Text provided START
PHILADELPHIA ― The Independence Hall where 56 men signed the Declaration of Independence is a vision in red brick, its clock tower looking over a park where the Liberty Bell is now encased in glass.

It was that bell, famed for its hairline crack, that rang out the news of the 56 members of the continental congress approving the declaration on July 4, 1776.

These days, though, Independence Hall looks almost modest, dwarfed by much taller icons of modern society and barely noticed by tourists since the hall was reopened to socially distanced visitors. On a beautiful autumn day, demonstrators might prefer to protest in the center of the city at the rococo City Hall, an enormous gem of 19th century architecture.

At the pinnacle of City Hall stands a statue of William Penn, a leader of the Society of Friends, i.e. the Quakers, who had led his people to the new colony more than a century before the creation of the U.S.
Text provided END
Supplied entries START
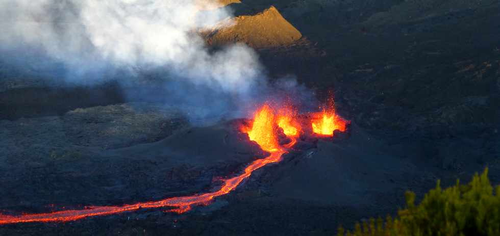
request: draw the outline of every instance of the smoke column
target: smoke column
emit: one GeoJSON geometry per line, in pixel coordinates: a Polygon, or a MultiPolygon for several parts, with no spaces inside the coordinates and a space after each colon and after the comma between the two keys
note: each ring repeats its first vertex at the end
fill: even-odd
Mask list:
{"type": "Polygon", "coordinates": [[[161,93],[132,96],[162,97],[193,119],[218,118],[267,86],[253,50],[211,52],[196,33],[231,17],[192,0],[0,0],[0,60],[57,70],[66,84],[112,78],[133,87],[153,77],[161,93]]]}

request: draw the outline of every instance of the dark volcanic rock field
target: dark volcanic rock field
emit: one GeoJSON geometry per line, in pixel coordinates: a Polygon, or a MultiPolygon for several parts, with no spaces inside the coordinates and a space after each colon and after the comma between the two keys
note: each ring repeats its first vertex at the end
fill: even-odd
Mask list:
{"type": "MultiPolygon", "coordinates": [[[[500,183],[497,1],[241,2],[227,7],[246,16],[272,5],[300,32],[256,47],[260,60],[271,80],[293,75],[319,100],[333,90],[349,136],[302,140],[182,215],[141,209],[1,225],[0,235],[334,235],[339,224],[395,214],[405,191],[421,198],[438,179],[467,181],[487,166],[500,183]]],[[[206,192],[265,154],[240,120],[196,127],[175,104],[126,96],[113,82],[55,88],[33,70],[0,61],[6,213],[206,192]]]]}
Supplied entries END
§ Brief A:
Decide whether each statement below agrees with the text about Independence Hall and Philadelphia. Answer yes or no and quote the words of the text that decide it: (i) The Liberty Bell is now kept behind glass. (ii) City Hall is a work of 20th century architecture. (iii) A statue of William Penn stands at the top of City Hall.
§ Brief B:
Write the next part of the text about Independence Hall and Philadelphia, picking up after its last sentence.

§ Expected output A:
(i) Yes: "where the Liberty Bell is now encased in glass"
(ii) No: "an enormous gem of 19th century architecture"
(iii) Yes: "At the pinnacle of City Hall stands a statue of William Penn"

§ Expected output B:
A famous painting called the Peaceable Kingdom shows Penn dispensing good will to American Indians — a.k.a. Native Americans — along with assorted charming animals. Luckily, so far no one’s calling for tearing down the statue.

For one thing, it’s far out of reach of protesters who might lump Penn along with Christopher Columbus for having introduced disease and conquest to the New World.

It’s not until one gets several miles away, into crowded streets and alleys several miles from stately banks and office buildings and department stores, that one gets a sense of the violence that has rocked Philadelphia, whose name in Greek means “brotherly love.”

It was there that rioters months ago ran wild, looting shops and breaking down windows as they have done in other American cities in a summer of protest mingled with the menace of the coronavirus pandemic.

The slogan “Black Lives Matter” resonates here more than the noble words of the country’s founders while President Donald Trump battles for another chance to polish up a legacy tarnished by his misjudgment on the severity of the virus and his failure to deal effectively with political violence.

He can only pray that scientists can come up with a vaccine against the virus before the election on Nov. 3 when Americans have a chance to depose him. Still behind in the polls, he can hope that his foe Joe Biden will fail to convince enough people to get out and vote.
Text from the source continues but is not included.